-- OBJECTIVE --
Reproduce every one of the records below word for word, leaving each line unchanged.

-- DATA LISTING --

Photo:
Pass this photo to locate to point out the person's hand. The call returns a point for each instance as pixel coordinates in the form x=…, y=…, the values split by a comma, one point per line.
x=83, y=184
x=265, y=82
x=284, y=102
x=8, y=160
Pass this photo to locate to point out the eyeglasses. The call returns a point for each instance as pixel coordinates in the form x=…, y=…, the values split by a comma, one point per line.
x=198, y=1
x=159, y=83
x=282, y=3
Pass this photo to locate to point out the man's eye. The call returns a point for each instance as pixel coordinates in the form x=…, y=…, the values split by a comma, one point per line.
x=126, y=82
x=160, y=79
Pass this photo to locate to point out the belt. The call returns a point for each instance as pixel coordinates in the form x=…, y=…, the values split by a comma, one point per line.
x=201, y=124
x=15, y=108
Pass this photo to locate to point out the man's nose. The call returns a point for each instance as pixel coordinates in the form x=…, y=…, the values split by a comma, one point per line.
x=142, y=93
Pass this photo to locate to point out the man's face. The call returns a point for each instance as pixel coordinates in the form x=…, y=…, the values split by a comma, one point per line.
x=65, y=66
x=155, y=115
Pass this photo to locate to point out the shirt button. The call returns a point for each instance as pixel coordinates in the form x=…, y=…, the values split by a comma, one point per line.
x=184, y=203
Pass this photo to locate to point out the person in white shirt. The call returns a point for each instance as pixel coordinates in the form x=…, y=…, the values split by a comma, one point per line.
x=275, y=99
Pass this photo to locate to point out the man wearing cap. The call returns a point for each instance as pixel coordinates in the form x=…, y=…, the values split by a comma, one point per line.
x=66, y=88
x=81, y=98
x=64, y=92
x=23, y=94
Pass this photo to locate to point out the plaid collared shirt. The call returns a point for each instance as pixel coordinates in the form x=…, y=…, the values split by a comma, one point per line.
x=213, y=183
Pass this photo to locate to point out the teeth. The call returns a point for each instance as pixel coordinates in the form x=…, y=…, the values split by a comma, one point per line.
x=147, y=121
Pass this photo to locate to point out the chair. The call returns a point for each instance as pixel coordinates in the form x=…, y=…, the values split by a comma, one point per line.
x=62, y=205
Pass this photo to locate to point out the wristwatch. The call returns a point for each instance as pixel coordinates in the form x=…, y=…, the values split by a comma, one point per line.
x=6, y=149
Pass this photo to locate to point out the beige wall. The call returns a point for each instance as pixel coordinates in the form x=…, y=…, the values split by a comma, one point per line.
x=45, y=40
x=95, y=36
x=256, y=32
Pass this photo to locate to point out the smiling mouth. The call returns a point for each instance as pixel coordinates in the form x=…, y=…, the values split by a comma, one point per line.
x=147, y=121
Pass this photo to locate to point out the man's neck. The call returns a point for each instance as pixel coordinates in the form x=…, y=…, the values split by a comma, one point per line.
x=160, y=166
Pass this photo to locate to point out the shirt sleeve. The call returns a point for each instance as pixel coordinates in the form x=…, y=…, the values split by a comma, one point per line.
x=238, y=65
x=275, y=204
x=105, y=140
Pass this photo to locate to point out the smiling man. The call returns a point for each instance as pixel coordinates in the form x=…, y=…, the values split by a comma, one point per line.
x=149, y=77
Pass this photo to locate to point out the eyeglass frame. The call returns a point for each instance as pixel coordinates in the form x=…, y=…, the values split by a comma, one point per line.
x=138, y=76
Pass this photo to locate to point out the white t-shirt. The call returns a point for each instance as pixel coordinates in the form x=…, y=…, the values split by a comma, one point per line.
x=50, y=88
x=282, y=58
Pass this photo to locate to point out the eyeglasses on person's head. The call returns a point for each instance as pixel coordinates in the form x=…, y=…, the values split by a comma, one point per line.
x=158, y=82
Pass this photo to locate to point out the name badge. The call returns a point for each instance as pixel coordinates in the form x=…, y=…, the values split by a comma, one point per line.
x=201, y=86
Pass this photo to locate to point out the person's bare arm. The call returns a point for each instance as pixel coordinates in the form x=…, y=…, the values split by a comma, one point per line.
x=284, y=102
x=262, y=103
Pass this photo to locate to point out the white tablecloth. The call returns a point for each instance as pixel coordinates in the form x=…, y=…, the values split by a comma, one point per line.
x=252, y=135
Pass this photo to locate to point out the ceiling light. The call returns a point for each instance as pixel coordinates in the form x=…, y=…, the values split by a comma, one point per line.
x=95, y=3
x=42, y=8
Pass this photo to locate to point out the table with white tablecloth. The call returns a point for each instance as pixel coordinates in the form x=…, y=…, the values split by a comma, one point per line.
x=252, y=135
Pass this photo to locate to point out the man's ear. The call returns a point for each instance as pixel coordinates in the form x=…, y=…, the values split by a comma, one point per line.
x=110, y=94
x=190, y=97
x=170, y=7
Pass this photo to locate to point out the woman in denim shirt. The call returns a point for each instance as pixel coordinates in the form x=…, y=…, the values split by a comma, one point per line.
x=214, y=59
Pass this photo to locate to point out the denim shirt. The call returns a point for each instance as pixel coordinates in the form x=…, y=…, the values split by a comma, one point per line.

-- EXPECTED OUTPUT --
Photo:
Pass this photo to locate to point out the person's hand. The call returns a point for each instance as pixel coordinates in the form x=…, y=…, the values split by a comma, one point per line.
x=83, y=184
x=265, y=82
x=284, y=102
x=8, y=160
Pass this photo to locate to point out the eyeglasses. The call returns a point for each instance as pixel coordinates in the form x=…, y=…, the values split by a comma, one point per line.
x=198, y=1
x=159, y=83
x=282, y=3
Pass this photo to locate to point out the man's eye. The call returns a point for each instance as pixel coordinates in the form x=…, y=…, the values split by a comma, one point per line.
x=126, y=82
x=160, y=79
Pass this photo to locate to point out the belt. The call returns a point for each instance as pixel coordinates in the form x=…, y=…, the values split by a comma, one point per line.
x=201, y=124
x=15, y=108
Pass this photo to locate to point out the man's nose. The call returns a point for each instance as pixel coordinates in the form x=…, y=…, the values split by a comma, one point per line.
x=142, y=93
Pass this photo to locate to point out the man's face. The call returns a point for each instance as pixel coordinates in the form x=…, y=…, the values split by a comma, one point per line.
x=65, y=66
x=155, y=115
Pass this photo to locate to point out the shirt button. The call returns a point for each instance as pixel coordinates in the form x=…, y=…, the values split by a comma, one point per line.
x=184, y=203
Pass this photo to locate to point out the person in white shirt. The call returns a point for each instance as pixel coordinates in the form x=…, y=…, the values split by a comma, one point per line.
x=275, y=99
Pass this photo to locate to point out the man wearing cap. The call returns a point for each instance as pixel coordinates in the form x=…, y=…, the values split by a comma, one point per line.
x=66, y=88
x=81, y=98
x=64, y=92
x=23, y=94
Pass this photo to locate to point out the plaid collared shirt. The call returns a point for each instance as pixel coordinates in the form x=…, y=…, the values split by a comma, one point per line.
x=213, y=183
Pass this photo to locate to point out the teeth. The call returns a point for each instance as pixel coordinates in the form x=…, y=…, the values split by a comma, one point per line.
x=147, y=121
Pass this photo to locate to point out the chair. The call returns a point for each instance as pixel coordinates in the form x=…, y=…, the values split by a comma, one point per line.
x=62, y=205
Pass this photo to locate to point out the wristwatch. The call returns a point for each instance as pixel coordinates in the form x=…, y=…, the values split by a comma, one point per line.
x=6, y=149
Pass this photo to locate to point out the beige wall. The call returns a point for each instance as pixel coordinates in the form x=…, y=…, the values split by a comma, one point per line.
x=45, y=40
x=95, y=36
x=256, y=32
Pass this photo to locate to point out the smiling mouth. The call returns a point for each instance as pixel coordinates in the form x=…, y=…, the values split by a comma, one point per line.
x=147, y=121
Pass this photo to locate to point out the man's neck. The call returns a point for each instance as pixel coordinates in the form x=…, y=…, the values split by a comma, one point per line.
x=160, y=166
Pass this photo to locate to point out the shirt sleeve. The call returns a point for each instance as pixel coordinates in the form x=…, y=…, the values split by a comma, one point per line.
x=238, y=65
x=275, y=204
x=105, y=140
Pass this photo to locate to point out the smiling man. The call returns a point for each instance as pixel coordinates in the form x=…, y=…, the values split by a comma, one point per line.
x=149, y=77
Pass this photo to locate to point out the eyeglass frame. The call returns a point for each instance as pixel coordinates in the form x=…, y=…, the values split by a comma, one point per line.
x=138, y=76
Pass this photo to locate to point out the white t-shirt. The call returns a point for each instance as pixel coordinates in the form x=…, y=…, the values split by a comma, one point per line.
x=50, y=88
x=282, y=58
Pass this photo to locate to point out the eyeglasses on person's head. The call returns a point for each instance as pixel coordinates in the form x=…, y=…, the values split by a comma, one point per line.
x=158, y=82
Pass this photo to locate to point out the name badge. The call returns a point for each instance as pixel coordinates in the form x=…, y=…, the values split by a comma, one point per line.
x=201, y=86
Pass this photo to locate to point out the person's bare arm. The call returns a point for each instance as pixel coordinates in the form x=…, y=…, the values split by a comma, one point per line.
x=284, y=102
x=262, y=103
Pass this photo to locate to point out the white tablecloth. The call returns a point for each instance as pixel coordinates in the form x=…, y=…, the values split by a comma, one point per line.
x=252, y=135
Pass this photo to locate to point out the ceiling light. The call returns a point for each instance as pixel coordinates in the form x=…, y=…, the values split by a comma, one point per line.
x=95, y=3
x=42, y=8
Pass this photo to locate to point out the table with white tablecloth. The call returns a point for each instance as pixel coordinates in the form x=…, y=…, the values split by a comma, one point per line.
x=252, y=135
Pass this photo to locate to point out the man's ear. The call returns a point for each instance as pixel coordinates in the form x=…, y=…, the values split by a comma, one point per line.
x=110, y=94
x=190, y=97
x=170, y=7
Pass this photo to locate to point out the woman in denim shirt. The call returns a point for each instance as pixel coordinates in the form x=…, y=…, the values split by a comma, one point per line.
x=214, y=59
Pass this photo to locate to point out the denim shirt. The call returns a point for each instance as pixel coordinates in the form x=…, y=…, the values split by a comma, one point per line.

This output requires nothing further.